Task to carry out >>
Show every line of the records below that contains the word "story".

── Stored rows ──

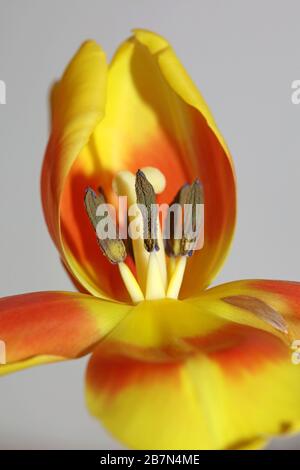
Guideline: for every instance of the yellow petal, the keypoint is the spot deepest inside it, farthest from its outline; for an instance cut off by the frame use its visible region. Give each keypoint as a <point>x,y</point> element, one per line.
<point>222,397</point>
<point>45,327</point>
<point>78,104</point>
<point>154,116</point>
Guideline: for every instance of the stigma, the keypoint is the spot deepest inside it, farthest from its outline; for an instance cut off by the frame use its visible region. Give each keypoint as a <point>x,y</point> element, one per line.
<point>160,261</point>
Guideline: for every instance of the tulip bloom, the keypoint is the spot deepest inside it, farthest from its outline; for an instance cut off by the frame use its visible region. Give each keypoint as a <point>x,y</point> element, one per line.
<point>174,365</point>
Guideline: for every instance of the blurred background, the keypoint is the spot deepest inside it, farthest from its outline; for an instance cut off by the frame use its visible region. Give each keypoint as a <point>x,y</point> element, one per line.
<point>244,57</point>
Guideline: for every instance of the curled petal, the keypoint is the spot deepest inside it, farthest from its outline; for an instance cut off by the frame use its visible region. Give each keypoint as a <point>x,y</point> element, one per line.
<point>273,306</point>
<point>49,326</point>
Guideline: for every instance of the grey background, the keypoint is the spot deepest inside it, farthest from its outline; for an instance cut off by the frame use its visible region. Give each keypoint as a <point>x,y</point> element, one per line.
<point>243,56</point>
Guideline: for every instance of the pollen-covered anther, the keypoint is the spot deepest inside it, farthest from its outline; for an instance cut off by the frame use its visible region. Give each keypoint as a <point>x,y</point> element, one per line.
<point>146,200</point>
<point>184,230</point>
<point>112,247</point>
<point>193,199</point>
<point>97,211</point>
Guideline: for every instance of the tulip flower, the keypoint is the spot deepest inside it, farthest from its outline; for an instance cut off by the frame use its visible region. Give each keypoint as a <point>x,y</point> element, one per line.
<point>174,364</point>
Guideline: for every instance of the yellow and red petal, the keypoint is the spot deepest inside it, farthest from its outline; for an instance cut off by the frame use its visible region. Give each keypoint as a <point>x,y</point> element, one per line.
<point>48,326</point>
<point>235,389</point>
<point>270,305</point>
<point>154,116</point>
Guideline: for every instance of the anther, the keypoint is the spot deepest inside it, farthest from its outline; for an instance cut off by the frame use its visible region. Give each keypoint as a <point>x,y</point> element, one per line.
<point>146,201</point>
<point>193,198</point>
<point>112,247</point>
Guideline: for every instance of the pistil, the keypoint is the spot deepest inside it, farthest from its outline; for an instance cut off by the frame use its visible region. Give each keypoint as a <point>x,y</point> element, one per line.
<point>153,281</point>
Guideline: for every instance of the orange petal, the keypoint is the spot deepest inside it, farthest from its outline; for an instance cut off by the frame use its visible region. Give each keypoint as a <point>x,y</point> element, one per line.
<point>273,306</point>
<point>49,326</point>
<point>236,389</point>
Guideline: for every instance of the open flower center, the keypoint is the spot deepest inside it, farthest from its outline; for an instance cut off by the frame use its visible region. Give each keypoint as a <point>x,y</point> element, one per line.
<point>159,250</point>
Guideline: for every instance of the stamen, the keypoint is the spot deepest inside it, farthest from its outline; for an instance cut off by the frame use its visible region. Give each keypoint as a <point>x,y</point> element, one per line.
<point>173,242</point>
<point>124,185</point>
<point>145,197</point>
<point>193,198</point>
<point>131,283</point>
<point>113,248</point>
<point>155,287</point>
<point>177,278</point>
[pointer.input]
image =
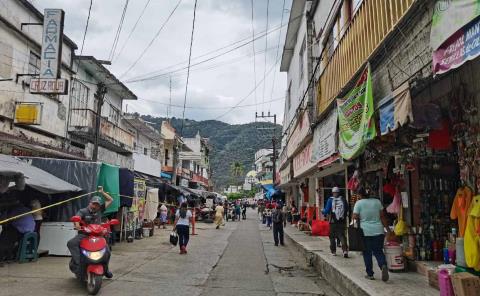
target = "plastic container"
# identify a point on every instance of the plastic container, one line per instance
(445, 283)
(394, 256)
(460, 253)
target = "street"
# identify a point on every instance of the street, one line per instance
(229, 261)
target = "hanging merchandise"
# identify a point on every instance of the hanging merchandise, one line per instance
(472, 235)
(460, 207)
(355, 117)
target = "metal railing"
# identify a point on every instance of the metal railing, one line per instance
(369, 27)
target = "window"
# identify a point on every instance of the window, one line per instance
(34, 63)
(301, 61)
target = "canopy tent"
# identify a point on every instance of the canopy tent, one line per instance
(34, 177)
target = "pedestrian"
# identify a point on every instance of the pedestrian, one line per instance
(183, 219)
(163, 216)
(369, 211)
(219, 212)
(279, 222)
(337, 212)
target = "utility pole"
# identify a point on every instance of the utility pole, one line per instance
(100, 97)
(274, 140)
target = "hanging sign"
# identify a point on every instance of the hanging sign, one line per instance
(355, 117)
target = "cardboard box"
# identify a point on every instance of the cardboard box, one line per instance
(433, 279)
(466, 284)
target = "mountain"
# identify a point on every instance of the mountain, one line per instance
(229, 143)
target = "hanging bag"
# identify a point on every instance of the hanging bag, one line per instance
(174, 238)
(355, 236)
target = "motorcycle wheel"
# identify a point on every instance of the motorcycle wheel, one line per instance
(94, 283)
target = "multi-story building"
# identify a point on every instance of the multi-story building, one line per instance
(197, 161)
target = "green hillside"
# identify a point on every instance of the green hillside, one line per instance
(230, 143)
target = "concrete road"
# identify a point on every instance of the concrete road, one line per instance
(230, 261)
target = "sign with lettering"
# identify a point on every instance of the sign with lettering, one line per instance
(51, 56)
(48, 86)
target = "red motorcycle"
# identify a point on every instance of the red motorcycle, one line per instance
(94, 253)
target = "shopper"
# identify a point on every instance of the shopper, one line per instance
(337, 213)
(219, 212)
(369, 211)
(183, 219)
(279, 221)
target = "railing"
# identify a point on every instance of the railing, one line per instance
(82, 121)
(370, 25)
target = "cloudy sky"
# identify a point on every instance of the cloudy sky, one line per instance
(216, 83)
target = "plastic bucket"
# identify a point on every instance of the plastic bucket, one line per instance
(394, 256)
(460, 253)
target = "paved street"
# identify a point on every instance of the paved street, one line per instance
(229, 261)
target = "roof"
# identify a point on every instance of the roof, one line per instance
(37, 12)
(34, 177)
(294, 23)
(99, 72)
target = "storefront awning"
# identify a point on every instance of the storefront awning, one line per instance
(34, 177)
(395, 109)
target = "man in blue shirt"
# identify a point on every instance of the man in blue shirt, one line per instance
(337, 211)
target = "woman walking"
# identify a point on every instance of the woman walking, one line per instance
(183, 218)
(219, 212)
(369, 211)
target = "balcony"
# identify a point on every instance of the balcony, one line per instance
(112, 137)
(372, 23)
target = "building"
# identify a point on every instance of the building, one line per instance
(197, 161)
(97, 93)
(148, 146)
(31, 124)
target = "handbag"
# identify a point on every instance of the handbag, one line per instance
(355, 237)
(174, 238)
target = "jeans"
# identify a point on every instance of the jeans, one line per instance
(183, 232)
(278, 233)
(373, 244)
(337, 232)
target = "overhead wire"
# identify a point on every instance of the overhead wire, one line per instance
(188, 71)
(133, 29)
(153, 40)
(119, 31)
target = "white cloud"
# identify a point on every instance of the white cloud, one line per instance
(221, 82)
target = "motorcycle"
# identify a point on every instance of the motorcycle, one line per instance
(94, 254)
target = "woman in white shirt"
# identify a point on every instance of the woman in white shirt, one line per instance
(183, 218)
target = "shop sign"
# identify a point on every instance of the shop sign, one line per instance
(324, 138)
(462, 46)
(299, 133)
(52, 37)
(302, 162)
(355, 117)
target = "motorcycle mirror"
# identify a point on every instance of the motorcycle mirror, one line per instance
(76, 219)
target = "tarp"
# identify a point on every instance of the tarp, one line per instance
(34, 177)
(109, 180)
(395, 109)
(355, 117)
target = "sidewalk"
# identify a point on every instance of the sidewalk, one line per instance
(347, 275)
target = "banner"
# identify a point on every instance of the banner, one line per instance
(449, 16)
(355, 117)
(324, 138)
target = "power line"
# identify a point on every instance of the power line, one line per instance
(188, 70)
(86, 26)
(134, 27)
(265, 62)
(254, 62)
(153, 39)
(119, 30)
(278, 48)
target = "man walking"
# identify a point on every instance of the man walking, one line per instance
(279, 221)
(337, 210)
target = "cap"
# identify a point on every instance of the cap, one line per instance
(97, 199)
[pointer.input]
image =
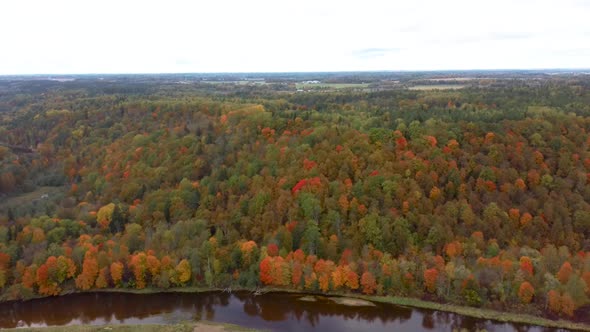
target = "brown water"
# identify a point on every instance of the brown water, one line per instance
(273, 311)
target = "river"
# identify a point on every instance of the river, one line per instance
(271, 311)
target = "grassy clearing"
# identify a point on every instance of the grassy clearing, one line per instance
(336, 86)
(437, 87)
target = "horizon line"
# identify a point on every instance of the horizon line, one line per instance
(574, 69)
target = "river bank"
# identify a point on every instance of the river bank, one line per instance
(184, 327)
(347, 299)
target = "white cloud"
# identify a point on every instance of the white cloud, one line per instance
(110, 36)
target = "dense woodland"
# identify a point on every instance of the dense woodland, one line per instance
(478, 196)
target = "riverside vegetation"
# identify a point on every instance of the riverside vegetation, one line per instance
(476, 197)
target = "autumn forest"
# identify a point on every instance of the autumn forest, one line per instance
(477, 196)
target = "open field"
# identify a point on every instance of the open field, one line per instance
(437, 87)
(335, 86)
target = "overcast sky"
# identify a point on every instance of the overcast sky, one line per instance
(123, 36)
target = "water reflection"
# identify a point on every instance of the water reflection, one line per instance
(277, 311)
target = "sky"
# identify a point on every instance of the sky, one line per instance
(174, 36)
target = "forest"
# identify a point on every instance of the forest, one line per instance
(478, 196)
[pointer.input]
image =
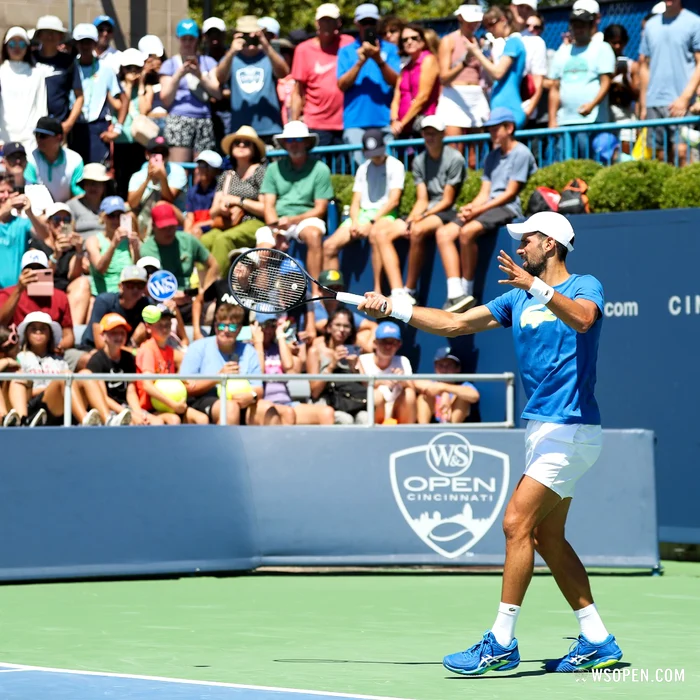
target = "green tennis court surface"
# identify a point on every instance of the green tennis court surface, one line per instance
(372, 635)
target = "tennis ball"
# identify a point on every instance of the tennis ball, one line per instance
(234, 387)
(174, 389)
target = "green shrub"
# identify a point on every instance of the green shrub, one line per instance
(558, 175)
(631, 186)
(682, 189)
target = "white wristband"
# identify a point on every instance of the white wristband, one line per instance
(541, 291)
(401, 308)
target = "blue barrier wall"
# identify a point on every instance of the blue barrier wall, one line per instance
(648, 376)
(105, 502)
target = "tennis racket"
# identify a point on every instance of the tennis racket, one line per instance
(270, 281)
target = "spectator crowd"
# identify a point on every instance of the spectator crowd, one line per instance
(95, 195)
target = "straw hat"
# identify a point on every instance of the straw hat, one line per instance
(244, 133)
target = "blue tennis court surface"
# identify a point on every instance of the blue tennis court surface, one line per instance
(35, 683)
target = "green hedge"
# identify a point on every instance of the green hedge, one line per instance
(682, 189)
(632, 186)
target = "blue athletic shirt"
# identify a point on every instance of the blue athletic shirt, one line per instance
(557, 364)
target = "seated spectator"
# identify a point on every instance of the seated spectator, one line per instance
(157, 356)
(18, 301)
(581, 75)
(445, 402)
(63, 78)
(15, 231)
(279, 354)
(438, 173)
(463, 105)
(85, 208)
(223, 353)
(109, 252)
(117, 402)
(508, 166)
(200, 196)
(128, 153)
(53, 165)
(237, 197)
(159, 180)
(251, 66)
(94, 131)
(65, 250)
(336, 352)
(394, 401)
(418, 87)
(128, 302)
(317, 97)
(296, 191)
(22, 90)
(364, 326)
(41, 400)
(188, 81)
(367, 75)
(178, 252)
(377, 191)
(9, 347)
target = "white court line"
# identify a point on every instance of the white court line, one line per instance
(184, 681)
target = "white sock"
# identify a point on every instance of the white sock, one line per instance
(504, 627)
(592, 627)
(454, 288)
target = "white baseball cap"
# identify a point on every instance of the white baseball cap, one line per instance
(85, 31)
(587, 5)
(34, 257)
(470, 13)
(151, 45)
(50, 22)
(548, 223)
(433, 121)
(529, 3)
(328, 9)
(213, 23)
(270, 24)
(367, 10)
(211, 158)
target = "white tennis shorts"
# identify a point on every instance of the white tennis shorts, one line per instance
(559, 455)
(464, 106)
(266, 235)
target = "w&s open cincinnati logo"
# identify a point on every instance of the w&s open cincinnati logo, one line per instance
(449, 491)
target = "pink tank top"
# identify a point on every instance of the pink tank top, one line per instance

───

Finished exercise >>
target = "multi-story building"
# identify a point on every instance of the multi-story building, one line per instance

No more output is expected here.